_Given data_.
— BEGIN —
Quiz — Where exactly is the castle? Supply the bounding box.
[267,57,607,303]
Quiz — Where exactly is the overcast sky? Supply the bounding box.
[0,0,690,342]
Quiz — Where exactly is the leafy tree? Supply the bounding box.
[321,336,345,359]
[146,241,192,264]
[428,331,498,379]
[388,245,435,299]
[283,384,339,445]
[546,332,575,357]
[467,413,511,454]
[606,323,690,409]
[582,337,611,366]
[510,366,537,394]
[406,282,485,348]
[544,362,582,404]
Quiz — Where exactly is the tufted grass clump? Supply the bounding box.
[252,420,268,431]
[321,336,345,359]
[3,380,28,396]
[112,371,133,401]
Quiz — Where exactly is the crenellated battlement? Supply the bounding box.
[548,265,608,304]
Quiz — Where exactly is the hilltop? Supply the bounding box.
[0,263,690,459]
— END —
— BEGIN —
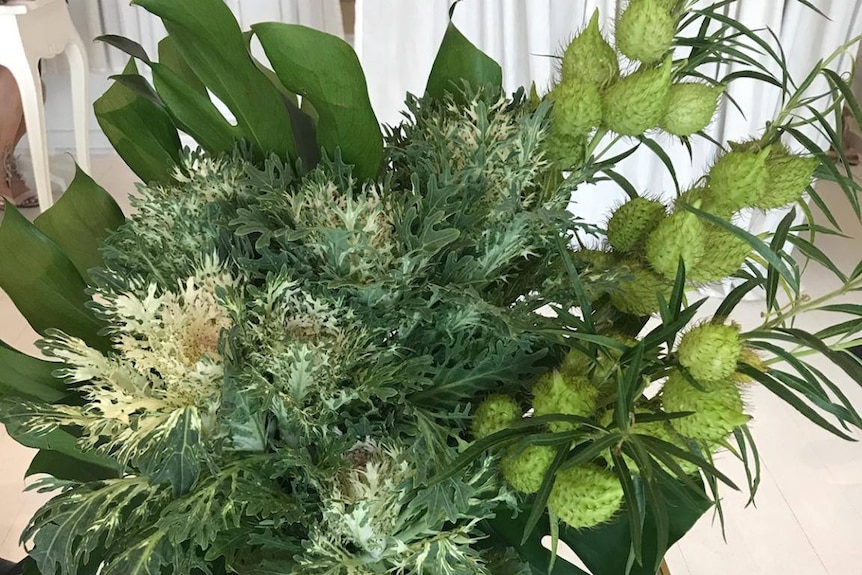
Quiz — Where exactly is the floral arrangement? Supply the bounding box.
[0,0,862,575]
— END —
— BEGIN —
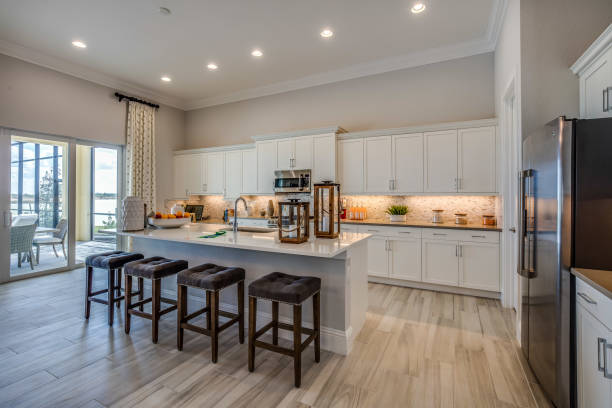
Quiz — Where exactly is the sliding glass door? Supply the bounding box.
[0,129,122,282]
— END —
_Task to carry out_. Copy the material from the line containing "Quiz — Where exactly is the castle?" down to the line containing "[548,265,608,304]", swapping "overcast sky" for "cloudy sky" and changing nothing else.

_Task result_.
Quiz — Where exactly is the castle? Supply the bounding box.
[267,57,607,303]
Quiz — Where exactly is the cloudy sky? Supply the bounding box.
[0,0,690,342]
Quiz — Where exactly is the leafy tree? Supply the bounding box.
[321,336,345,359]
[146,241,192,264]
[428,331,498,379]
[388,245,435,299]
[283,384,339,445]
[546,332,575,357]
[467,413,511,454]
[606,323,690,409]
[582,337,611,366]
[510,366,537,394]
[406,282,485,348]
[544,362,582,404]
Quiz — Where exactly is the tufted grass clump? Supply the bounding box.
[252,420,268,431]
[321,336,345,359]
[3,380,28,396]
[112,371,133,401]
Quiz — Where exactly is the crenellated battlement? Supply the bounding box.
[548,265,608,304]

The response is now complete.